Friday, May 14, 2010

Document Management in Healthcare

What is Document Management?

For a variety of definitions from the Web, click here.

I like examples to illustrate definitions so here's mine from heatlhcare.

Most doctor's offices have a room in which they store patient folders, often referred to as charts.  In these folders are stored the paper that describes the care provided to the patient and typically includes

  • physician notes that detail how the patient presented, what was discussed, symptoms that the physician assessed, the diagnosis the physician arrived at, and the treatment / prescriptions ordered to address the symptoms
  • medical laboratory results from tests perfomed due to physician orders
  • prescriptions ordered
  • medical histories, often completed jointly by the patient and a nurse or the physician
  • and similar content.

Usually these folders have tabs that segregate the documents and nearly always the documents are organized so that the most recent document is at the top - this is an illustration of the Last In / First Out principle.

From a volume perspective, in the US, there are approximately 400 patients / doctor overall.  But for primary care physicans, the patients / doctor ratio is in the thousands and likely close to 4,000 patients per doctor.  So, a brand new, single-physican practice after a year will likely have 4,000 charts.  Established single-physican practices have ~10,000 charts and  established multi-physican practices can reach 100,000 charts fairly quickly.

Put another way, doctor's offices have thousands of paper folders stuffed with paper.

If your labor costs are low, then relying on people to manage folders is a good use of money.  On the other hand, as your labor costs rise, the value of automation increases. 

One simple automation is to convert the paper stored in the folders to images and make those images availble to physicians.  We do this by using a piece of hardware known as a scanner - a scanner takes paper and creates electronic pictures of the pages.  Staff then identifies each picture (this is known as indexing) and the picture is added to a software application known as a Document Management system.  In turn, the physician can type the patient's name and all of the scanned documents are listed for the physician to view.  The physician selects a document to view, and it is displayed.

Abstracting this illustration leads one to other paper-intensive markets such as insurance, financial services, government, engineering, and so on.  Abstracting this illustration also leads one to other content-intestive applications, such as law firms, web sites, marketing ,  and so on

While each of the above have unique requirements for which vendors have created specialist applications, they all fall into the broad category of Document Management applications.

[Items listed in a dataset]
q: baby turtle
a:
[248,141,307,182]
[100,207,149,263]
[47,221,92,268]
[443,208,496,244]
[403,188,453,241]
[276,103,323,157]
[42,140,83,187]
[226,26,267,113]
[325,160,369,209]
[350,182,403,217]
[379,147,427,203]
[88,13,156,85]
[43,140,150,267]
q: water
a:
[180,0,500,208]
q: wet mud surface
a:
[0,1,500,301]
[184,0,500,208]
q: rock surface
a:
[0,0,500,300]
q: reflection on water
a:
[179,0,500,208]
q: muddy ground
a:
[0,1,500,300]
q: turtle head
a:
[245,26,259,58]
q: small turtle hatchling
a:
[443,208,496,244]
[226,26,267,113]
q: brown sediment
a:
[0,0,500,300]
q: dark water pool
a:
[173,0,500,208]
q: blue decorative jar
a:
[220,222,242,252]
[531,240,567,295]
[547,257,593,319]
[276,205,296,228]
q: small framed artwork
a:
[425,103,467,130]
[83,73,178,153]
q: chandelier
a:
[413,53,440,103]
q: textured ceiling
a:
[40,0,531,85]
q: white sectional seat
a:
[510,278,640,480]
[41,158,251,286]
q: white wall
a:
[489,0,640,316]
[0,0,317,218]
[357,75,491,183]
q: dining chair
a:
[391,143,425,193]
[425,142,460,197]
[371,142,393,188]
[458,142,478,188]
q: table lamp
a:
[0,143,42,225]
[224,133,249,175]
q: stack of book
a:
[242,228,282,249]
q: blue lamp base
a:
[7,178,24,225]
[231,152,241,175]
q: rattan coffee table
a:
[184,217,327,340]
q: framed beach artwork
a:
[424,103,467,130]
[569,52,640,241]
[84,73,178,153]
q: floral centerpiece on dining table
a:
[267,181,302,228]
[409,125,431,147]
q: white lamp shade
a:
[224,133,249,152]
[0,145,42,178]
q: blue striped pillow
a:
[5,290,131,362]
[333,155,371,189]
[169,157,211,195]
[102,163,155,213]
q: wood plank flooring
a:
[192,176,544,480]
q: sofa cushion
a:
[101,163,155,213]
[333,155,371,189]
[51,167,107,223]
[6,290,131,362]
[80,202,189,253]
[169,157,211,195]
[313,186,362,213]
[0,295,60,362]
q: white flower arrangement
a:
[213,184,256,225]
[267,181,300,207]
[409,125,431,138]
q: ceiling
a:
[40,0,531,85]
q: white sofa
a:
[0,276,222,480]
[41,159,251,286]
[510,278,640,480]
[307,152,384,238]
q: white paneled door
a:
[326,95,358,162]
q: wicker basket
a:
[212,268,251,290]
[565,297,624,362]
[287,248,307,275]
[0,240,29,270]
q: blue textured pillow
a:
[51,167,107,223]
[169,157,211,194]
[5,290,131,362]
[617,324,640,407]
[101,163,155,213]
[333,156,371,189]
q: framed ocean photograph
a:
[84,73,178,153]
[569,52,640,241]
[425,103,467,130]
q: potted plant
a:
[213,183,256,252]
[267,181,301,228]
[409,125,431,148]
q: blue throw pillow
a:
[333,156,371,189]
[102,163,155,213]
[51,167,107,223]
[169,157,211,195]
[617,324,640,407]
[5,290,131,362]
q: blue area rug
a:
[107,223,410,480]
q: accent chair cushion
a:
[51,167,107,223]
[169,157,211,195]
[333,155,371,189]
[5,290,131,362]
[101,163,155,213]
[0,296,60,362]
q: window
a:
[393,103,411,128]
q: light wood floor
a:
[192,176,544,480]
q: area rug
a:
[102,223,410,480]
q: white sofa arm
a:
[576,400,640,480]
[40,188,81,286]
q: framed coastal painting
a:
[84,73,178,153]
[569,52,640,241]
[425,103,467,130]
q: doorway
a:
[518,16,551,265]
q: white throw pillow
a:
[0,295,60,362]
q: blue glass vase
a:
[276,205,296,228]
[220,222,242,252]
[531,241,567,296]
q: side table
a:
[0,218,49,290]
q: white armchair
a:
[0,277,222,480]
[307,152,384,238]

Work instruction:
Transcribe the document management post from "From a volume" up to and including "of automation increases.". Rely solely on the document management post when responding.

Result of the task:
From a volume perspective, in the US, there are approximately 400 patients / doctor overall.  But for primary care physicans, the patients / doctor ratio is in the thousands and likely close to 4,000 patients per doctor.  So, a brand new, single-physican practice after a year will likely have 4,000 charts.  Established single-physican practices have ~10,000 charts and  established multi-physican practices can reach 100,000 charts fairly quickly.

Put another way, doctor's offices have thousands of paper folders stuffed with paper.

If your labor costs are low, then relying on people to manage folders is a good use of money.  On the other hand, as your labor costs rise, the value of automation increases.